> [TEXT PASSAGE]:
▶
Gardening Basics: Onions

How Onions Grow
By: the Editors of National Gardening
There are more than 300 widely scattered species of onions in the world, and the bulb onion we grow is just one of them. The onion is a biennial plant, which means that it grows one year and produces its seeds the second. Between these two seasons onions have a dormant phase, which helps us gardeners.

Onion's Growth Cycle

The first-year onion plants begin their growth by putting out green top leaves during the cool weather. They store a lot of energy in those leaves. When the weather gets warmer and the days longer, the plants stop putting out new top leaves. Instead, they take the energy from the leaves and store it in the expanding bottom bulbs. Eventually the leaves fall over and shrivel up and the plants appear dormant. Inside the bulbs, however, the plants are storing the energy to put out flowering seed stalks when they start growing again. That's the goal of any plant - to produce the seed to keep its species going.

Onion bulbs are best for eating, cooking and storing before they've started to put their energy into making seed. That's why gardeners harvest onions after just one season and pick off any seed pods as soon as they appear.
Planting Onions
By: National Gardening editors
Plant your sets early in the spring. Onions do best if the temperature is cool when they start to grow, and warm as they mature. Northern springs are certainly cool -- and often frosty! But as the saying goes, "You can't kill an onion -- even with a hammer!"
◀
> [WRITTEN PROBLEM 1]: Can you copy the records from the line containing "of the asphalt" through the line containing "[(522, 412)]", word for word?
The onion article and the records that follow it have separate origins.

> [RECORDS SHOWN]:
▶
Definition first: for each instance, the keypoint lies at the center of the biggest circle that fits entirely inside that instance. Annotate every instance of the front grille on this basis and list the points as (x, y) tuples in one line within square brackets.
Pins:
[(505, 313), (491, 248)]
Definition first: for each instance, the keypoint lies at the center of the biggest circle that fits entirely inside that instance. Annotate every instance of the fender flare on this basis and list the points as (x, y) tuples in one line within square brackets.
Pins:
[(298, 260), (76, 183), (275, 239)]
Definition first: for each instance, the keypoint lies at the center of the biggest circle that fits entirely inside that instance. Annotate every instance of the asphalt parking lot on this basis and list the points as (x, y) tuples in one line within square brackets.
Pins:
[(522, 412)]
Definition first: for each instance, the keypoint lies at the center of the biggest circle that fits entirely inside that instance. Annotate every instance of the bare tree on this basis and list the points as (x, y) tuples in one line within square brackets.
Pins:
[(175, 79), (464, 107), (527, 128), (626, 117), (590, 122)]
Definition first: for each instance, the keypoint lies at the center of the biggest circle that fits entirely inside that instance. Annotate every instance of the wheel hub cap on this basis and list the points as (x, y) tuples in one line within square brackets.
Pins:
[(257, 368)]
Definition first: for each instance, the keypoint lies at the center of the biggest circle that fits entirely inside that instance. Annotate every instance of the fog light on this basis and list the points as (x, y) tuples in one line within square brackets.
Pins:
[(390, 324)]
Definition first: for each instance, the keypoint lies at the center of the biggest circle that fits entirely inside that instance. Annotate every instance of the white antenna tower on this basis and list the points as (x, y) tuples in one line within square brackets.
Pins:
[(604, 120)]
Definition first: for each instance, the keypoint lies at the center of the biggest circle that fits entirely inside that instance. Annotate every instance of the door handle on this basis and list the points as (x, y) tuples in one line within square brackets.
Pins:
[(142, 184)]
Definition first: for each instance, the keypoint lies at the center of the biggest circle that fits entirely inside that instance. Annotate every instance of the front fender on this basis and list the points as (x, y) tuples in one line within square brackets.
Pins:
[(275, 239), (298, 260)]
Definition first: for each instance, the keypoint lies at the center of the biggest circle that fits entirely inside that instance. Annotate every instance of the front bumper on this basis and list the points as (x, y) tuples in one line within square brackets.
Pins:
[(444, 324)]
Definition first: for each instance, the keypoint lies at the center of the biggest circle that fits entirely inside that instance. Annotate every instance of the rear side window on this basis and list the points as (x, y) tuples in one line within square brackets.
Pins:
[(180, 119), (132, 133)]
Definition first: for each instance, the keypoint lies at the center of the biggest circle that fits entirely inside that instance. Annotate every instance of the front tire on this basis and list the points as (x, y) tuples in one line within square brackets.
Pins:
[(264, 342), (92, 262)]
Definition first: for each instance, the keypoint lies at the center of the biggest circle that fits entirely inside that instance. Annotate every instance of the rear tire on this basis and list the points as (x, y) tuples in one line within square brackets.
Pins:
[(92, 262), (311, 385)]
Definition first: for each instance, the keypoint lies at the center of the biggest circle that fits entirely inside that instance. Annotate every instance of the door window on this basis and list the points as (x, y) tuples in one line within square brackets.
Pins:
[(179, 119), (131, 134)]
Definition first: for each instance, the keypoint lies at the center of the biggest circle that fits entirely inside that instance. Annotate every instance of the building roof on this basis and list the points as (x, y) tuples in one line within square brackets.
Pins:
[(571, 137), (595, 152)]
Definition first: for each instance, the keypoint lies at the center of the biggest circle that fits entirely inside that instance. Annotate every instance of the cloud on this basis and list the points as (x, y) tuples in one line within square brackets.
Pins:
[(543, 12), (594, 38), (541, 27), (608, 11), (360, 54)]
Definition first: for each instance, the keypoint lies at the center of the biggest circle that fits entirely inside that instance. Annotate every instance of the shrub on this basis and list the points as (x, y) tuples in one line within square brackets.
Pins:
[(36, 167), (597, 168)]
◀
> [WRITTEN PROBLEM 2]: Can you repeat the part of the onion article that begins at the words "How Onions Grow" and stops after "helps us gardeners.", without changing a word?

> [EXERCISE SOLUTION 1]:
Definition first: for each instance, the keypoint lies at the center of the biggest circle that fits entirely inside that instance. Annotate every instance of the asphalt parking lot on this basis and list the points as (x, y) tuples in one line within square brackets.
Pins:
[(522, 412)]

> [EXERCISE SOLUTION 2]:
How Onions Grow
By: the Editors of National Gardening
There are more than 300 widely scattered species of onions in the world, and the bulb onion we grow is just one of them. The onion is a biennial plant, which means that it grows one year and produces its seeds the second. Between these two seasons onions have a dormant phase, which helps us gardeners.